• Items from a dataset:
————
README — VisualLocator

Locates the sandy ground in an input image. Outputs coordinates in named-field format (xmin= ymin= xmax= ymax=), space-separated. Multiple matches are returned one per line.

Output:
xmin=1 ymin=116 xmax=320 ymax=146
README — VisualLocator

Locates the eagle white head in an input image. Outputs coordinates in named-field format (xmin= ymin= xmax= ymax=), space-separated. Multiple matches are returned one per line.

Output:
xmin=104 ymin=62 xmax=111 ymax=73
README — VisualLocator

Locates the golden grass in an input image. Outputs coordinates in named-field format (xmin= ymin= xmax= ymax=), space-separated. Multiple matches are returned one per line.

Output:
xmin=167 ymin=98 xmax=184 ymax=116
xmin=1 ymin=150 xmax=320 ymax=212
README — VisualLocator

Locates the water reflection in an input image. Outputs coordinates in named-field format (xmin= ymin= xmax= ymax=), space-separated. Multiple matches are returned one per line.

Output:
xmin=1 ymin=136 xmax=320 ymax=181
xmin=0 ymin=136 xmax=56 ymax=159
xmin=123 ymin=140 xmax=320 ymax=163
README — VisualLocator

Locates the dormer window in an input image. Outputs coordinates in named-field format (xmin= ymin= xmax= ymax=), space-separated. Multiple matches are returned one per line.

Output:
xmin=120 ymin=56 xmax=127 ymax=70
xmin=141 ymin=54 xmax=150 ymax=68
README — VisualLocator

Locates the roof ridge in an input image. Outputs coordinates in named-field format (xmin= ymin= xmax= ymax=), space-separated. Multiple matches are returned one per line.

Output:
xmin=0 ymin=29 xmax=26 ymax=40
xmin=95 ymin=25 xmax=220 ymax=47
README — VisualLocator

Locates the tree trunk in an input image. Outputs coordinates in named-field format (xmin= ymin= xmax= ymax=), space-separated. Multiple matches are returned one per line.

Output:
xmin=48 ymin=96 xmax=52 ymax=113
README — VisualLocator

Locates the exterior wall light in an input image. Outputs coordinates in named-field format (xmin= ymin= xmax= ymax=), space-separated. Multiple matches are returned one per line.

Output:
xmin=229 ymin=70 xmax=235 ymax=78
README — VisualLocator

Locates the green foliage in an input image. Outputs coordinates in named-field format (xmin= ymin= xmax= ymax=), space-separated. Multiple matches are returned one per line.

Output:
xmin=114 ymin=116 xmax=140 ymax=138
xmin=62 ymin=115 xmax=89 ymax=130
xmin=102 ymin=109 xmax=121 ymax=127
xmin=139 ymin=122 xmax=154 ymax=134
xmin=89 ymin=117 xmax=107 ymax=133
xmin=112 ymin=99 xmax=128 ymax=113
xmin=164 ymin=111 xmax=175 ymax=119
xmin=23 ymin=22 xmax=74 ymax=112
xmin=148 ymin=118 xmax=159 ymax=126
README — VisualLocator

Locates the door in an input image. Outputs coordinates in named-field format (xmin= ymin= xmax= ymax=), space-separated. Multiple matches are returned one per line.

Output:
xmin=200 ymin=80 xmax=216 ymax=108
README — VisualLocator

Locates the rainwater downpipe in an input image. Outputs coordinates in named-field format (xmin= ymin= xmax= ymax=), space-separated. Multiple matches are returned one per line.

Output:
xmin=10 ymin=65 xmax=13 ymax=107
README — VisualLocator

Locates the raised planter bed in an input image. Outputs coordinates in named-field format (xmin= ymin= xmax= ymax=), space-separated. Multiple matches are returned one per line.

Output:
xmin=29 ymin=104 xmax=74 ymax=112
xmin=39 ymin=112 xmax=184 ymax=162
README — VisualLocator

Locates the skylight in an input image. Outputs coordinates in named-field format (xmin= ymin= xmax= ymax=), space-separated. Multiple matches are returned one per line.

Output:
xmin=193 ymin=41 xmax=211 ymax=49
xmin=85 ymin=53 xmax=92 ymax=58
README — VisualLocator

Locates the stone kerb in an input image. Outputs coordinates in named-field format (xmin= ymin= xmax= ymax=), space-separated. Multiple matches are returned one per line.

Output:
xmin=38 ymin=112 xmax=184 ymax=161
————
• THE TASK:
The reply should be a precise retyping of all the data.

• ANSWER TO THIS TASK:
README — VisualLocator

Locates the sandy ground in an input image. Outputs coordinates in named-field format (xmin= ymin= xmax= ymax=), space-separated. Multiple matches are returned one per line.

Output:
xmin=1 ymin=116 xmax=320 ymax=146
README — VisualLocator

Locates the eagle white head in an input image. Outputs coordinates in named-field format (xmin= ymin= xmax= ymax=), space-separated. Multiple matches are returned one per line.

Output:
xmin=104 ymin=62 xmax=111 ymax=73
README — VisualLocator

Locates the golden grass in an input image. Outputs coordinates in named-field format (xmin= ymin= xmax= ymax=), space-separated. Multiple matches are returned one per line.

Output:
xmin=167 ymin=98 xmax=184 ymax=116
xmin=1 ymin=150 xmax=320 ymax=212
README — VisualLocator

Locates the water reflection in an input image. Outputs coordinates in named-field format (xmin= ymin= xmax= ymax=), space-separated. Multiple matches are returned one per line.

Output:
xmin=1 ymin=136 xmax=320 ymax=181
xmin=0 ymin=136 xmax=56 ymax=159
xmin=123 ymin=140 xmax=320 ymax=163
README — VisualLocator

Locates the dormer window in an input image. Outputs coordinates in named-field format (xmin= ymin= xmax= ymax=), space-separated. Multiple matches are returned one per line.

Output:
xmin=120 ymin=56 xmax=127 ymax=70
xmin=141 ymin=54 xmax=150 ymax=68
README — VisualLocator

Locates the roof ridge in an input image. Outputs coordinates in named-field format (xmin= ymin= xmax= ymax=), space-separated. Multiple matches are returned one per line.

Output:
xmin=0 ymin=29 xmax=26 ymax=40
xmin=95 ymin=25 xmax=220 ymax=47
README — VisualLocator

Locates the tree trunk in an input image. Outputs coordinates in named-field format (xmin= ymin= xmax= ymax=), space-separated. Multiple matches are returned one per line.

Output:
xmin=48 ymin=96 xmax=52 ymax=113
README — VisualLocator

Locates the exterior wall light in an input image. Outputs coordinates in named-field format (xmin= ymin= xmax= ymax=), space-separated. Multiple matches are returned one per line.

Output:
xmin=229 ymin=70 xmax=235 ymax=78
README — VisualLocator

Locates the green foliage in an input image. Outputs coordinates in named-field format (xmin= ymin= xmax= ymax=), space-separated. Multiple matches are returned one per line.

Output:
xmin=114 ymin=116 xmax=140 ymax=138
xmin=62 ymin=115 xmax=89 ymax=130
xmin=102 ymin=109 xmax=121 ymax=127
xmin=139 ymin=122 xmax=154 ymax=134
xmin=89 ymin=117 xmax=107 ymax=133
xmin=112 ymin=99 xmax=128 ymax=113
xmin=164 ymin=111 xmax=175 ymax=119
xmin=23 ymin=22 xmax=74 ymax=112
xmin=148 ymin=118 xmax=159 ymax=126
README — VisualLocator

Locates the door in an input image. Outputs coordinates in named-field format (xmin= ymin= xmax= ymax=), space-separated. Multiple matches are returned one per line.

Output:
xmin=200 ymin=80 xmax=216 ymax=108
README — VisualLocator

Locates the rainwater downpipe in an input image. Outputs coordinates in named-field format (xmin= ymin= xmax= ymax=), space-separated. Multiple matches are returned one per line.

Output:
xmin=10 ymin=65 xmax=13 ymax=107
README — VisualLocator

Locates the raised planter bed in an input image. Outputs coordinates in named-field format (xmin= ymin= xmax= ymax=), space-separated. Multiple matches are returned one per line.

Output:
xmin=29 ymin=104 xmax=74 ymax=112
xmin=39 ymin=112 xmax=184 ymax=162
README — VisualLocator

Locates the skylight in an input image. Outputs coordinates in named-field format (xmin= ymin= xmax= ymax=), space-separated. Multiple matches are returned one per line.

Output:
xmin=193 ymin=41 xmax=211 ymax=49
xmin=85 ymin=53 xmax=92 ymax=58
README — VisualLocator

Locates the stone kerb in an input image. Outputs coordinates in named-field format (xmin= ymin= xmax= ymax=), space-separated. Multiple matches are returned one per line.

Output:
xmin=38 ymin=112 xmax=184 ymax=161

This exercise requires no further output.